== Page extract ==

As a genetic engineer, Garza typically spends a lot of time in her lab at the J Craig Venter Institute in La Jolla, California. Now that she is studying the microbiome of ocean plastics, she is excited to work at sea for the first time.  

During her dive, Garza is hoping to collect plastic debris from the seafloor. 

"It sounds horrible-I hate to see garbage in the ocean," she says. "But I want to find some because we know it's there. If we can collect it, we can look for bacteria that might be breaking down plastic." 

On land, researchers have not yet found any organisms that can break down certain types of plastic. 

According to Garza, the vast majority of studies on ocean plastics so far involve samples that were collected from surface waters or from trash that washed up onshore. 

"There are very few plastics collected from these kinds of depths," Garza says. "Extremophiles live down there and they do weird things-maybe they are eating the plastic." 

Before the dive, Garza says she doesn't feel nervous, just excited. 

"I grew up watching all these science documentaries about exploring the deep ocean," she says. "It's crazy to think I now have the chance to do that too." 

Erin Garza holds a plastic sample collected from the Puerto Rico Trench. (Photo by Marley Parker, ©Woods Hole Oceanographic Institution)
Erin Garza holds a plastic sample collected from the Puerto Rico Trench. (Photo by Marley Parker, ©Woods Hole Oceanographic Institution)

Shortly after 8:00 a.m., Garza and Cordes climb into Alvin with seasoned pilot Bob Waters. 

After passing the 3,000 meters, just halfway to the seafloor, Cordes says, "this is the deepest I've ever been!" 

At 4,500 meters, Waters says, "this is the deepest I've ever been!"  

When they touch down on the seafloor at 6,110 meters, Garza becomes the record-holder for the deepest dive a woman has made on Alvin

On the seafloor, they find a few scattered pieces of garbage including an old wine bottle, a hair scrunchie, aluminum cans and a ceramic jug. Then they spot a glass jar with a plastic lid. 

"If the lid is plastic, I want to collect it," Garza says. Waters uses one of Alvin's manipulator arms to grab the whole jar. 

Meanwhile, Cordes keeps his eyes peeled for evidence of a cold seep, where fluids issue slowly up through faults in the seafloor, carrying gasses and chemicals like methane and hydrogen sulfide that feed animals, and entire ecosystems.

"Cold seeps can produce really bizarre communities," Cordes says. "They're similar to deep sea hydrothermal vents-the chemicals are just produced in a different way." 

He doesn't find a cold seep during the dive, but they do collect a stalked crinoid and a black coral.

== Actions to take ==
a – From the passage about Garza's Alvin dive, repeat the text between "On land, researchers" and "washed up onshore.", inclusive.
b – In the passage about Garza's Alvin dive, at what depth does the submersible touch down on the seafloor?
c – Resume the passage about Garza's Alvin dive, picking up after its final sentence.

== Supplied material ==
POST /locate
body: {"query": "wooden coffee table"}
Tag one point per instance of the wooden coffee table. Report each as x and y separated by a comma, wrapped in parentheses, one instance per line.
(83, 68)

== Answer section ==
a –
On land, researchers have not yet found any organisms that can break down certain types of plastic. 

According to Garza, the vast majority of studies on ocean plastics so far involve samples that were collected from surface waters or from trash that washed up onshore.

b – 6,110 meters

c –
"I don't think it's a record but it's definitely one of the deepest black corals ever collected in the Atlantic," Cordes says. 

Cordes has been studying deep seas corals for 25 years, but he's never collected a sample from this depth before. 

"Calcium carbonate naturally dissolves at these depths, which prevents almost all corals that we know of from being able to form their skeletons here," he says. "But the black corals have figured it out-we just don't know how they do it." 

Some black corals can survive for thousands of years, but researchers don't yet have age estimates for specimens living this deep. 

"Everything slows down as you go deeper and colder," Cordes says. "So they could be very old." 

Black coral collected from the Puerto Rico Trench. (Photo by Marley Parker, ©Woods Hole Oceanographic Institution)
Black coral collected from the Puerto Rico Trench. (Photo by Marley Parker, ©Woods Hole Oceanographic Institution)

Back in the lab, Cordes will look at age, growth, and possible food sources for these resilient corals. 

After returning to Atlantis, Garza tells me about her plan for processing the plastic sample.  

"If the plastic is brittle enough, I'll break it into pieces," she says.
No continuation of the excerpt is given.